-- begin --
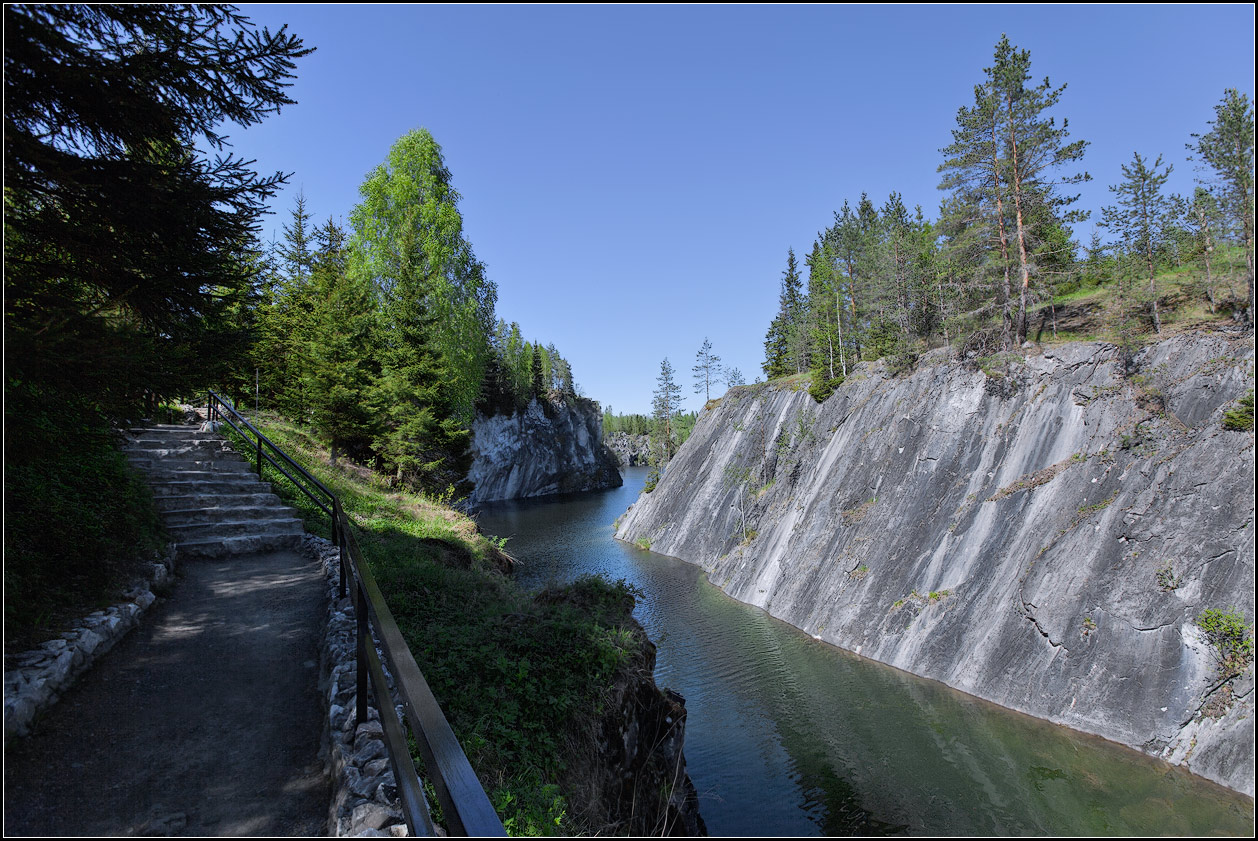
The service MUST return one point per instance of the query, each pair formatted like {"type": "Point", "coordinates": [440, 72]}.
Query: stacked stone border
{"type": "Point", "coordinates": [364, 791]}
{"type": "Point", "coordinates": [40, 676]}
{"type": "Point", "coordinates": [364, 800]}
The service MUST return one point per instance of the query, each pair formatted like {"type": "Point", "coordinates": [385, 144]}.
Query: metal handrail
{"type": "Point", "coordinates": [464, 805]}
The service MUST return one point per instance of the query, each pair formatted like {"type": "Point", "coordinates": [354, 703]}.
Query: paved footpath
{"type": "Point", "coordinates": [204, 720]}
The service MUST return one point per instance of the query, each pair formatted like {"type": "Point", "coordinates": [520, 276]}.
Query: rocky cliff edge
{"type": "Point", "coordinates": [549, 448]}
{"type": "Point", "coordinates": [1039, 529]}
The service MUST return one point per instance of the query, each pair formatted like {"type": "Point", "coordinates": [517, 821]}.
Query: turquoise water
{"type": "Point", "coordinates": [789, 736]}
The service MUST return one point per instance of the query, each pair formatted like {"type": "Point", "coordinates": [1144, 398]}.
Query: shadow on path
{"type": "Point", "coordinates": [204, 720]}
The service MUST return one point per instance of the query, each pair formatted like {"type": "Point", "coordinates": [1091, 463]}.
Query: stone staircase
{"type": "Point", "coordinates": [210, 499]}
-- end --
-- begin --
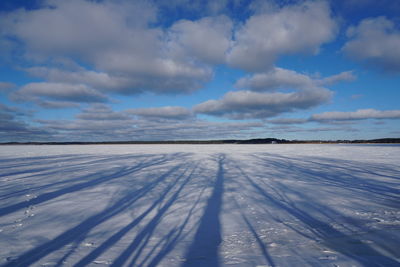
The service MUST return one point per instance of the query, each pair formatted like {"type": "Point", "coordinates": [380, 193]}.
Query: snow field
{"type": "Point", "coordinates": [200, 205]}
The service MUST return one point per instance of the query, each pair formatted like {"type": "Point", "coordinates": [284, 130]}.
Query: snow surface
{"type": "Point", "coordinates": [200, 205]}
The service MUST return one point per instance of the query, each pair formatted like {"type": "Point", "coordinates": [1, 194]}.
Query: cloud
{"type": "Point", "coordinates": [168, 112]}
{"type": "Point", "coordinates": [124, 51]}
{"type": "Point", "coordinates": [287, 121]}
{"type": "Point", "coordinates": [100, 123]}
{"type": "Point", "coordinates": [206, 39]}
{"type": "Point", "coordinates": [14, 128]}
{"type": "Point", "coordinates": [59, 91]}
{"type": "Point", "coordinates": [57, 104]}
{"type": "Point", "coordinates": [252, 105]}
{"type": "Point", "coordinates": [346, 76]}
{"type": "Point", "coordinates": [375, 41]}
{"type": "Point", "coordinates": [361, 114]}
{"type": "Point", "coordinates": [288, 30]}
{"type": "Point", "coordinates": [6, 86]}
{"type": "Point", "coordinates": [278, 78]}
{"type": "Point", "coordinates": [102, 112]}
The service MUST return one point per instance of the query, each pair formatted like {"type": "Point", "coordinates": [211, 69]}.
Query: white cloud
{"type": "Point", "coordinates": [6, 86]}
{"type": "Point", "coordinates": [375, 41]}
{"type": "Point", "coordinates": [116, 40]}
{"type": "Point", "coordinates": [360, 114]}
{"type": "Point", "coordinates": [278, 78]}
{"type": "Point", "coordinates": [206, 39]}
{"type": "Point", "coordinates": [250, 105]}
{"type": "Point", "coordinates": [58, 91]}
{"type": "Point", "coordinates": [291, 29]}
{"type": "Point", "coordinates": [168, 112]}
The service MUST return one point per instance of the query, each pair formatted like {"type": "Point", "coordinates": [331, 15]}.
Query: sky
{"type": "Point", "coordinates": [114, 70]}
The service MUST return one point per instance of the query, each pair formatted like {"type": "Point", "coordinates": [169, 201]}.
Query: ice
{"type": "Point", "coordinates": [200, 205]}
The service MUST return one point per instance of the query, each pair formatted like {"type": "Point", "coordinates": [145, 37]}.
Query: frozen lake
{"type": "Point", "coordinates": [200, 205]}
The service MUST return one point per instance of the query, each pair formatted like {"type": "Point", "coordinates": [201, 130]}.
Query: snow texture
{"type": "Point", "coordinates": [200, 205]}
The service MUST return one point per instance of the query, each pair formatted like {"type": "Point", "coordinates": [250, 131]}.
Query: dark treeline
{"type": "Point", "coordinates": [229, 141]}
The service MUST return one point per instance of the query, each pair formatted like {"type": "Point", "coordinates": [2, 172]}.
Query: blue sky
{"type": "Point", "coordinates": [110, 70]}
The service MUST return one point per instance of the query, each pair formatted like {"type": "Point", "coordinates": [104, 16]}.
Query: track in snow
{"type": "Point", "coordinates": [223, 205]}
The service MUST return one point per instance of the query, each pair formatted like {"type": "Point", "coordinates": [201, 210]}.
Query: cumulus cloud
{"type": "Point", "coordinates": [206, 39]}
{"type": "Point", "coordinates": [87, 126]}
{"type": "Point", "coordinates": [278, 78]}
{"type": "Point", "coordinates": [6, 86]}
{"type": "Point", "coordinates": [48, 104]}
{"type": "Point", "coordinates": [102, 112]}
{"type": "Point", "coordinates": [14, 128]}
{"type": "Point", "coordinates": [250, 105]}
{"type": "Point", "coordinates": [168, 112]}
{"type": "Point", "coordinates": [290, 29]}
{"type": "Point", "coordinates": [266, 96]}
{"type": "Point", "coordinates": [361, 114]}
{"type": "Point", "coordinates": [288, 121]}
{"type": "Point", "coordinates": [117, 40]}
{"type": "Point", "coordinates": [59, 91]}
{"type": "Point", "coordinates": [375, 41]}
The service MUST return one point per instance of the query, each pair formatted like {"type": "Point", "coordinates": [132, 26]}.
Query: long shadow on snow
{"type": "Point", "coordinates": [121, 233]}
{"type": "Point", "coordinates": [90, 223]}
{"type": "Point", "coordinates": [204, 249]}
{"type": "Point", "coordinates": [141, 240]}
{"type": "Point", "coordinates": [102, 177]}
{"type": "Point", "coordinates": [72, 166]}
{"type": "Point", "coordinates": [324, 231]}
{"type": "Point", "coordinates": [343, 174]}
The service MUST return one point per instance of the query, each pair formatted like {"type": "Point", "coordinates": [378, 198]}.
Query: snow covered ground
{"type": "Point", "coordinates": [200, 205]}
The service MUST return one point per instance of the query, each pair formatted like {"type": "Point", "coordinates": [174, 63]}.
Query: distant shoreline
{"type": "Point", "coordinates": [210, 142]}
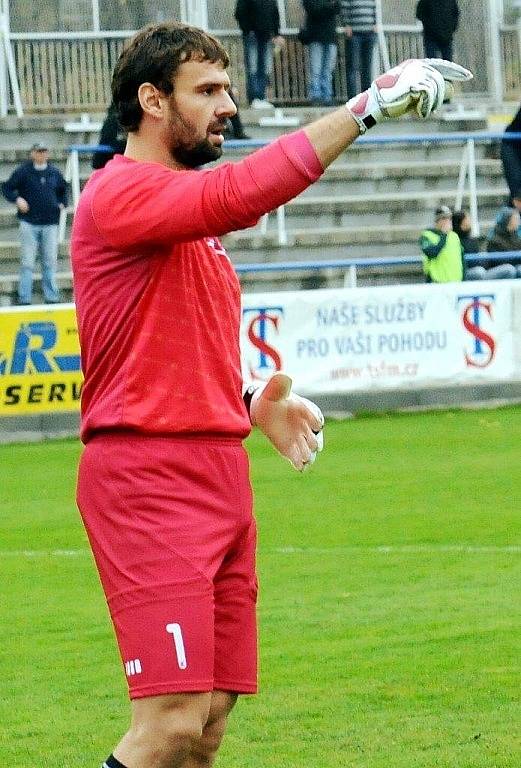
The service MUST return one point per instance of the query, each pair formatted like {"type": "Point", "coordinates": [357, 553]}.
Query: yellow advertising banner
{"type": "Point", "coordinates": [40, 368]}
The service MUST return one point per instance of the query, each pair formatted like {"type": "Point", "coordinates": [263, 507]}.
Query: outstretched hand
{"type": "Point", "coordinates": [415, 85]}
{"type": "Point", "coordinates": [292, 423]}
-- end --
-- begin --
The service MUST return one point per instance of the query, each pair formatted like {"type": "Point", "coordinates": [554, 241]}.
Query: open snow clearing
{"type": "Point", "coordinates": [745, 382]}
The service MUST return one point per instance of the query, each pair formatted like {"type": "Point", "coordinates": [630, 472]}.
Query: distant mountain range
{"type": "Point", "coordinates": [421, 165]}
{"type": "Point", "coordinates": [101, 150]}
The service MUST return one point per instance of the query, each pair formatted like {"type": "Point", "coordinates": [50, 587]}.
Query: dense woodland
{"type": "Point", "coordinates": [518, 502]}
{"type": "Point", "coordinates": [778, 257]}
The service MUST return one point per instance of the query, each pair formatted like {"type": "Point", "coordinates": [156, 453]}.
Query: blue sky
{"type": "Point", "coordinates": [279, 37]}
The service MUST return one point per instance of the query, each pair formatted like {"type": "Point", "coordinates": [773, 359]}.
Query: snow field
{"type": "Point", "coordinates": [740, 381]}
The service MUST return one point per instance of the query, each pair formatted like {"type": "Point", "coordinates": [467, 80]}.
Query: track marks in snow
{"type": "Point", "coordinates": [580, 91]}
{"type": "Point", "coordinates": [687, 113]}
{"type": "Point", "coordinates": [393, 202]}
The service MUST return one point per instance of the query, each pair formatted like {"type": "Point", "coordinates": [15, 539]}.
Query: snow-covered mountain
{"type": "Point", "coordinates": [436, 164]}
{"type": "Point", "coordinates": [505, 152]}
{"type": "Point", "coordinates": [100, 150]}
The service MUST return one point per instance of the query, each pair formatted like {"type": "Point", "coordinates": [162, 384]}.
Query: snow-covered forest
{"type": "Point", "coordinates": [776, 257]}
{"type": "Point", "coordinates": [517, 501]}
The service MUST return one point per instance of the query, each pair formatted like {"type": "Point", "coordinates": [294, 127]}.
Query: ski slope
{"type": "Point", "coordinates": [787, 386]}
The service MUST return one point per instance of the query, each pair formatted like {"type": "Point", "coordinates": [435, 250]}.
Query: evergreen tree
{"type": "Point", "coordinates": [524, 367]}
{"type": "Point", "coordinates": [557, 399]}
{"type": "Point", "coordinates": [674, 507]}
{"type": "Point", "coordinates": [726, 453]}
-- end --
### EXERCISE
Count the lines of the records above that contain the string "stone" and give only that number.

### EXERCISE RESULT
2